Segment Open

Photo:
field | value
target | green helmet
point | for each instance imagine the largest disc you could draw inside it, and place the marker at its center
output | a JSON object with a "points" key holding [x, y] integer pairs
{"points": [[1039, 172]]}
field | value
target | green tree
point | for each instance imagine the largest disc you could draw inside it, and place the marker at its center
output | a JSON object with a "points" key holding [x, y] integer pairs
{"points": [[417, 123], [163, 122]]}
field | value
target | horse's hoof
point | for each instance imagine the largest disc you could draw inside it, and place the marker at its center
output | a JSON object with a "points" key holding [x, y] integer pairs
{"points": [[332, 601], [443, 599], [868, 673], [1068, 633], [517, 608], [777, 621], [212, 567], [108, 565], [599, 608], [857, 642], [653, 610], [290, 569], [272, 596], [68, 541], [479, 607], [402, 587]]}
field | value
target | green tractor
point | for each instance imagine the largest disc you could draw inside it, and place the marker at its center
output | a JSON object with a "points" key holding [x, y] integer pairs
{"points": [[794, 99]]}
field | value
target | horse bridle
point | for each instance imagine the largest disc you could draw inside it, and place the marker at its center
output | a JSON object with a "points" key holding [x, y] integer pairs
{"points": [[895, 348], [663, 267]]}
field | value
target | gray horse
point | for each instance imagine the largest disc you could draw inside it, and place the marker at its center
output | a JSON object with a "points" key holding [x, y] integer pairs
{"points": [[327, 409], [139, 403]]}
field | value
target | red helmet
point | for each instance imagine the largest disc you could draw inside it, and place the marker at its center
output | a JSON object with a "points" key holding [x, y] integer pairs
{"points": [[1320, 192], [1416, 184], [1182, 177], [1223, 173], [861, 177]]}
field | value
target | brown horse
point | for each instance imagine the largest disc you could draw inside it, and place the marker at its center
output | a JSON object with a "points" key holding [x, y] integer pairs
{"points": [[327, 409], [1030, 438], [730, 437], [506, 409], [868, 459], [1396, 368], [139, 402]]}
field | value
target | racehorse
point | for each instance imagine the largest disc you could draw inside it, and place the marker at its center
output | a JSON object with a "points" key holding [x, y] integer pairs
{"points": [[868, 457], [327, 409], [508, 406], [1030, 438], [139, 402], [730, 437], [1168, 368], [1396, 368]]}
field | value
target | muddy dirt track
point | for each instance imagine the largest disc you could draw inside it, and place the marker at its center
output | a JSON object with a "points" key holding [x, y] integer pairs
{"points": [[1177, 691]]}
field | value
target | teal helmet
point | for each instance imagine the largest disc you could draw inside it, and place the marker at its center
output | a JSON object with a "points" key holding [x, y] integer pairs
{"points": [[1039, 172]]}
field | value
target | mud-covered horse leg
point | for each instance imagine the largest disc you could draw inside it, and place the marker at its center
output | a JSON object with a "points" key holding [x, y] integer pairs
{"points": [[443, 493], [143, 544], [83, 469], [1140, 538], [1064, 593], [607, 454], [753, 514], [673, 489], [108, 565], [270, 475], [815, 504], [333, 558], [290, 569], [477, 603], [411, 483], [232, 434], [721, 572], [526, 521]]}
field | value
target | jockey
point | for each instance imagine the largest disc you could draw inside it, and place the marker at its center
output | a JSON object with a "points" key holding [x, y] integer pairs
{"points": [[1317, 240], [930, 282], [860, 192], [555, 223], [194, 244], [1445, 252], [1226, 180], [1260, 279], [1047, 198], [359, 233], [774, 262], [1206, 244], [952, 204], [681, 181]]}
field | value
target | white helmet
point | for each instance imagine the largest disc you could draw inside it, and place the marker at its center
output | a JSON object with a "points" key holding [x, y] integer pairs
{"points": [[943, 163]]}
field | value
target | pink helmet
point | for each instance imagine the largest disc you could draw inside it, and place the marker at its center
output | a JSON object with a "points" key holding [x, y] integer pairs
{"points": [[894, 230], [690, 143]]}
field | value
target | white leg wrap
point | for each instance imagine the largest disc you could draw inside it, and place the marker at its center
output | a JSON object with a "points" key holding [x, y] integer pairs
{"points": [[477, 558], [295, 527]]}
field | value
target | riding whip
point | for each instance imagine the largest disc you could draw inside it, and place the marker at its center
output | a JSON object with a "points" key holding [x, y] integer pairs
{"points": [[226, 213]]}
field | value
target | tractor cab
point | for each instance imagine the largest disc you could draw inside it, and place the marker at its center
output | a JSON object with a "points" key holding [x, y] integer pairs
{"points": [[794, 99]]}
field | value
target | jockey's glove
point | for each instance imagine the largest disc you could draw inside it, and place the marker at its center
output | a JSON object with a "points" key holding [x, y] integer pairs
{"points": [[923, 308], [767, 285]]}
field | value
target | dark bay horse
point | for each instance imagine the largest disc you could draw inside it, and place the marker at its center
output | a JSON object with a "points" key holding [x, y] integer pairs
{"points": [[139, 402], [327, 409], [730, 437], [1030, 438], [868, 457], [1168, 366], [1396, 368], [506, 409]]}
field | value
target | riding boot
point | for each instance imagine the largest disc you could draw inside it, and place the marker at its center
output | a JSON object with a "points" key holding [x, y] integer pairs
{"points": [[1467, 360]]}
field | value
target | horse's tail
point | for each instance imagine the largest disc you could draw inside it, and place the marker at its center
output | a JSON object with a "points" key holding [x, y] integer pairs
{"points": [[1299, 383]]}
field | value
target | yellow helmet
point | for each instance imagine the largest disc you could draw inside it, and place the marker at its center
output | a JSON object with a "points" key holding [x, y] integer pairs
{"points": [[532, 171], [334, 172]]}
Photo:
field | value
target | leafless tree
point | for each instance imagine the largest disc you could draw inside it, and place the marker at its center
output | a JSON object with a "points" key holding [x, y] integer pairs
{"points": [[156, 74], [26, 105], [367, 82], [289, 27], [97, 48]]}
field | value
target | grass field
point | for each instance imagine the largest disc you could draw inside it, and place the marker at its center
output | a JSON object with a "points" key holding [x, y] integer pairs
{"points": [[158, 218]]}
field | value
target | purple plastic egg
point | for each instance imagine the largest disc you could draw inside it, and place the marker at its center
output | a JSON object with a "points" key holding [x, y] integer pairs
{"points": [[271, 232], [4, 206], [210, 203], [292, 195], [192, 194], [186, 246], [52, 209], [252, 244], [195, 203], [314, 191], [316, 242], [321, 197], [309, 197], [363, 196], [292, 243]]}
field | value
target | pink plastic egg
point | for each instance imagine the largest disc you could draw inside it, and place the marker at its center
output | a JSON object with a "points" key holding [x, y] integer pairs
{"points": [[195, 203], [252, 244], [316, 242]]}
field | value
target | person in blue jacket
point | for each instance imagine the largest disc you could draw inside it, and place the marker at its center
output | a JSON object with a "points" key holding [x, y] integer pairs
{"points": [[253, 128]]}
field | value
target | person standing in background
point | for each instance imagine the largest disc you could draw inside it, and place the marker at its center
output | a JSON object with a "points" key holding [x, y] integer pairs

Segment Closed

**Problem requirements**:
Taking the entries above, write out exactly each line from the one holding "target | racehorse" to the one holding "target | white leg wrap", both included, and stop there.

**Expected output**:
target | racehorse
point | for each instance imagine the largest disc you could draw inside it, and place the marker at its center
output | a JSON object with a "points" key holding [x, y] integer pairs
{"points": [[868, 457], [327, 409], [508, 406], [1030, 438], [139, 402], [730, 437], [1168, 368], [1396, 368]]}
field | value
target | muddy dirt track
point | for each instance imagine the largest disc you could draw inside it, and place the marker at its center
output | a JSON object with a "points" key holding [x, y] integer pairs
{"points": [[1177, 691]]}
field | value
target | teal helmet
point | for each instance imagine the largest disc you could draw inside it, and place the marker at its center
output | a JSON object with a "points" key holding [x, y] integer pairs
{"points": [[1039, 172]]}
field | value
target | mud-covered horse leg
point | for each instance imagine the largest disc you could draw inside it, and place the marker at its center
output | a JSON object with a "points" key holding [x, y] integer pairs
{"points": [[443, 493], [143, 544], [83, 469], [1140, 538], [1064, 593], [607, 454], [753, 514], [673, 489], [108, 565], [270, 475], [815, 504], [333, 558], [290, 569], [477, 603], [411, 483], [232, 434], [721, 572], [526, 521]]}
field | value
target | jockey
point | for each instance imagine the largest disc you could draw inside it, and place the marker at its center
output | a JSON object with a "points" key holding [x, y] integer pairs
{"points": [[1317, 240], [930, 282], [860, 192], [555, 223], [194, 244], [1445, 252], [1226, 180], [1260, 279], [1047, 198], [359, 233], [774, 262], [1206, 244], [952, 204], [681, 181]]}
field | value
target | white helmet
point | for each instance imagine the largest disc you could draw inside it, and place the marker at its center
output | a JSON object with a "points" key holding [x, y] integer pairs
{"points": [[943, 163]]}
field | value
target | pink helmet
point | for each instance imagine the largest disc you could draw inside it, and place the marker at its center
output | a JSON object with a "points" key holding [x, y] integer pairs
{"points": [[894, 230], [690, 143]]}
field | value
target | white leg wrap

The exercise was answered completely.